Divulgando...
Boa tarde povo!
4ª dia de Pensamento Inquieto! Continuamos
com os textos anunciados na primeira postagem. Os mesmos serão divididos em
várias postagens pra facilitar a leitura.
Obs.: Agora temos uma novidade! Se você
estiver sem tempo para ler o texto, a partir de agora disponibilizaremos um
link para que você possa ouvir o texto sintetizado em MP3 (Haverá alguns
sotaques visto que são sintetizadores estrangeiros)! O(s) Link(s) estará(ão)
sempre depois do primeiro parágrafo do texto postado.
Degustem!
Por razões outras não
pudemos publicar na 4ª, aproveitando o bicentenário do nascimento de Marx,
estamos aqui hoje.

#### Trechos das entradas:
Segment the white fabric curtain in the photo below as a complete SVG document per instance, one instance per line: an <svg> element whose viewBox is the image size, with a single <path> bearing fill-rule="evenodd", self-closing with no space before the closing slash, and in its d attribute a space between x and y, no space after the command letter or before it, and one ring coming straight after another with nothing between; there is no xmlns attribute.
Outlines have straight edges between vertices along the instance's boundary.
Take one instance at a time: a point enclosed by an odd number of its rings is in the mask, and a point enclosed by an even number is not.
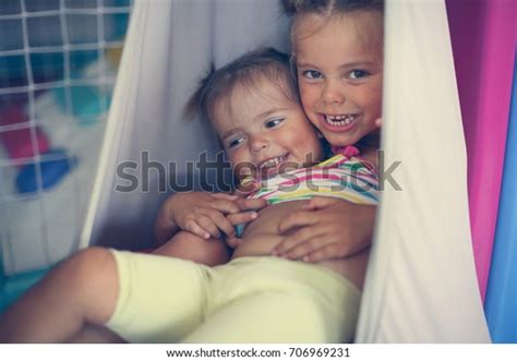
<svg viewBox="0 0 517 361"><path fill-rule="evenodd" d="M467 154L443 0L385 9L382 195L358 342L489 342L476 278Z"/></svg>
<svg viewBox="0 0 517 361"><path fill-rule="evenodd" d="M286 49L277 0L136 0L82 245L152 238L166 196L118 193L116 167L181 165L216 152L182 107L207 69L260 45ZM386 4L383 146L400 160L386 184L361 306L359 342L486 342L468 219L466 151L443 0Z"/></svg>

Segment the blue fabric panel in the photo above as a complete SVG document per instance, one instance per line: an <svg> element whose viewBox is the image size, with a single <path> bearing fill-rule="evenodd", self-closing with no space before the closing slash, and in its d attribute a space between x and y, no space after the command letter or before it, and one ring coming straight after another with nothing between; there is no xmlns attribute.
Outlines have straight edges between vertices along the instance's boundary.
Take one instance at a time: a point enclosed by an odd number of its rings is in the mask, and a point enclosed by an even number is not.
<svg viewBox="0 0 517 361"><path fill-rule="evenodd" d="M494 342L517 342L517 57L495 243L484 310Z"/></svg>

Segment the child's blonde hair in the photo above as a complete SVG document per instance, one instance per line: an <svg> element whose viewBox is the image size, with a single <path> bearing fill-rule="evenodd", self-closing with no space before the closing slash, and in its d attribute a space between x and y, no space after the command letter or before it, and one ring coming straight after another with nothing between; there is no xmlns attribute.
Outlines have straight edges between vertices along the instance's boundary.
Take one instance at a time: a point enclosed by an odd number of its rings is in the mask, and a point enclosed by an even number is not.
<svg viewBox="0 0 517 361"><path fill-rule="evenodd" d="M291 72L296 79L296 37L298 20L306 14L316 14L323 17L322 26L327 20L335 15L348 15L357 11L370 11L384 14L384 0L281 0L287 15L292 16L291 26ZM375 45L374 49L383 51L383 38L365 38Z"/></svg>
<svg viewBox="0 0 517 361"><path fill-rule="evenodd" d="M318 13L330 16L357 10L384 11L384 0L282 0L288 15Z"/></svg>
<svg viewBox="0 0 517 361"><path fill-rule="evenodd" d="M187 104L185 115L192 117L201 113L204 119L213 123L214 107L219 100L230 97L238 85L244 86L244 89L254 88L263 79L278 86L287 99L299 103L289 56L274 48L261 48L239 57L218 70L212 65Z"/></svg>

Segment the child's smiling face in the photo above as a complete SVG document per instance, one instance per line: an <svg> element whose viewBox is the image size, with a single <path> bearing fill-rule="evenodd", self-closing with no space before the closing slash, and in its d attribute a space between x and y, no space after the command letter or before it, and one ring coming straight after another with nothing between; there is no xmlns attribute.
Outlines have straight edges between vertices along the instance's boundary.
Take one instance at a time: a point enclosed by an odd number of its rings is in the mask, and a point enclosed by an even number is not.
<svg viewBox="0 0 517 361"><path fill-rule="evenodd" d="M311 122L333 146L375 132L382 111L381 12L306 14L293 34L300 96Z"/></svg>
<svg viewBox="0 0 517 361"><path fill-rule="evenodd" d="M215 103L213 125L237 175L239 167L252 164L262 176L270 177L286 167L309 167L323 158L316 130L287 94L281 85L262 76L251 86L237 85Z"/></svg>

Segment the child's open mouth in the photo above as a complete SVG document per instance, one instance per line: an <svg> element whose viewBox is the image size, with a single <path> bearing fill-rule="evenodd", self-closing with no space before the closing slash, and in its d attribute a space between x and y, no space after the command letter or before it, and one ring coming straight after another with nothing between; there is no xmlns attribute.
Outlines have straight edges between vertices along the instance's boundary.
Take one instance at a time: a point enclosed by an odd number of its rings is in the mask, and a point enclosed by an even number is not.
<svg viewBox="0 0 517 361"><path fill-rule="evenodd" d="M322 115L323 127L329 131L346 132L353 128L359 115Z"/></svg>
<svg viewBox="0 0 517 361"><path fill-rule="evenodd" d="M281 165L287 160L288 157L289 153L286 153L281 156L261 161L258 164L258 171L261 172L262 177L270 177L278 173Z"/></svg>

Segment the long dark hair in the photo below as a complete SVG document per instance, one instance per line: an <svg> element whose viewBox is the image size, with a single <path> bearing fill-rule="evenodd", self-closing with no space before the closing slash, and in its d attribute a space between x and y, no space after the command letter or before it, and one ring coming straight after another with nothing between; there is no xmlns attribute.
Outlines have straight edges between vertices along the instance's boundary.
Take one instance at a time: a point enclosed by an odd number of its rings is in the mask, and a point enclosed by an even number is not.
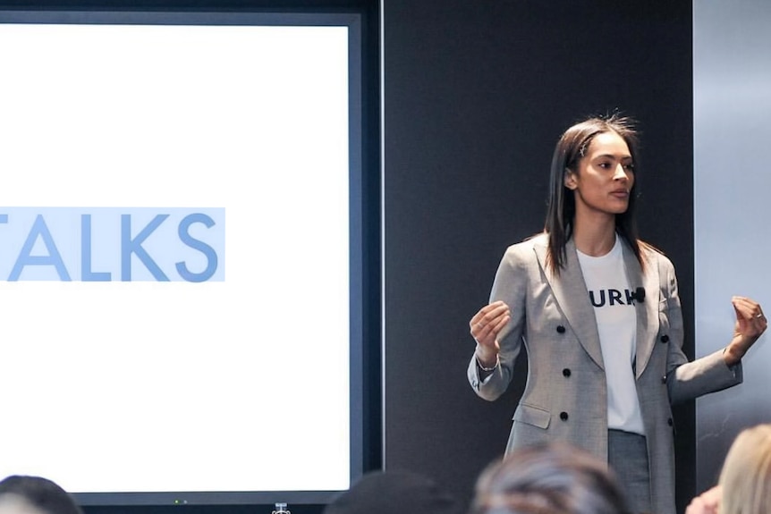
<svg viewBox="0 0 771 514"><path fill-rule="evenodd" d="M549 250L546 266L552 273L559 274L564 267L565 244L572 235L575 221L575 198L564 185L564 175L568 172L578 173L579 163L586 156L589 146L597 134L615 132L629 147L631 161L638 164L639 141L634 121L627 116L614 114L609 116L591 117L569 128L557 141L552 156L551 177L549 179L549 200L546 223L544 232L549 236ZM645 268L640 252L637 223L634 221L637 204L637 181L629 195L626 211L615 215L615 231L631 248L637 260ZM644 244L644 243L643 243Z"/></svg>

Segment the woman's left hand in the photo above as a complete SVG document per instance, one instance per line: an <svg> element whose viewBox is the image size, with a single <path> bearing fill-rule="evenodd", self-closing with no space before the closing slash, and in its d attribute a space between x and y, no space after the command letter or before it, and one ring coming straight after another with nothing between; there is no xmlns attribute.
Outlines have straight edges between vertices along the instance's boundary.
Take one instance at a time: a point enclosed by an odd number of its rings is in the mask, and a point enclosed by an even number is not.
<svg viewBox="0 0 771 514"><path fill-rule="evenodd" d="M734 296L731 303L736 312L736 324L733 326L733 339L724 353L728 366L738 363L768 326L760 304L757 301L743 296Z"/></svg>

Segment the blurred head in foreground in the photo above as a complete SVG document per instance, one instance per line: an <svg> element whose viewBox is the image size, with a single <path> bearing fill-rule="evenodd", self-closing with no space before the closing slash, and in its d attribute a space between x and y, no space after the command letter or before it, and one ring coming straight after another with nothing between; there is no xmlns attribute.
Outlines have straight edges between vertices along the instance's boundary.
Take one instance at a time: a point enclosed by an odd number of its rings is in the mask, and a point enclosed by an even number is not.
<svg viewBox="0 0 771 514"><path fill-rule="evenodd" d="M75 500L42 476L13 475L0 481L0 514L83 514Z"/></svg>
<svg viewBox="0 0 771 514"><path fill-rule="evenodd" d="M625 514L607 463L563 443L522 448L479 476L471 514Z"/></svg>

#### O que fazer:
1) Transcreva fielmente o trecho da postagem que começa em "4ª dia de Pensamento" e segue até "do texto postado.".
2) Segundo a postagem, por que o áudio em MP3 terá alguns sotaques? Responda em até três frases.
3) De acordo com a postagem, em que ponto do texto postado os links para o áudio aparecerão?

#### Respostas por tarefa:
1)
4ª dia de Pensamento Inquieto! Continuamos
com os textos anunciados na primeira postagem. Os mesmos serão divididos em
várias postagens pra facilitar a leitura.
Obs.: Agora temos uma novidade! Se você
estiver sem tempo para ler o texto, a partir de agora disponibilizaremos um
link para que você possa ouvir o texto sintetizado em MP3 (Haverá alguns
sotaques visto que são sintetizadores estrangeiros)! O(s) Link(s) estará(ão)
sempre depois do primeiro parágrafo do texto postado.

2) O áudio terá alguns sotaques porque os sintetizadores usados para gerá-lo são estrangeiros.

3) Os links aparecerão sempre depois do primeiro parágrafo do texto postado.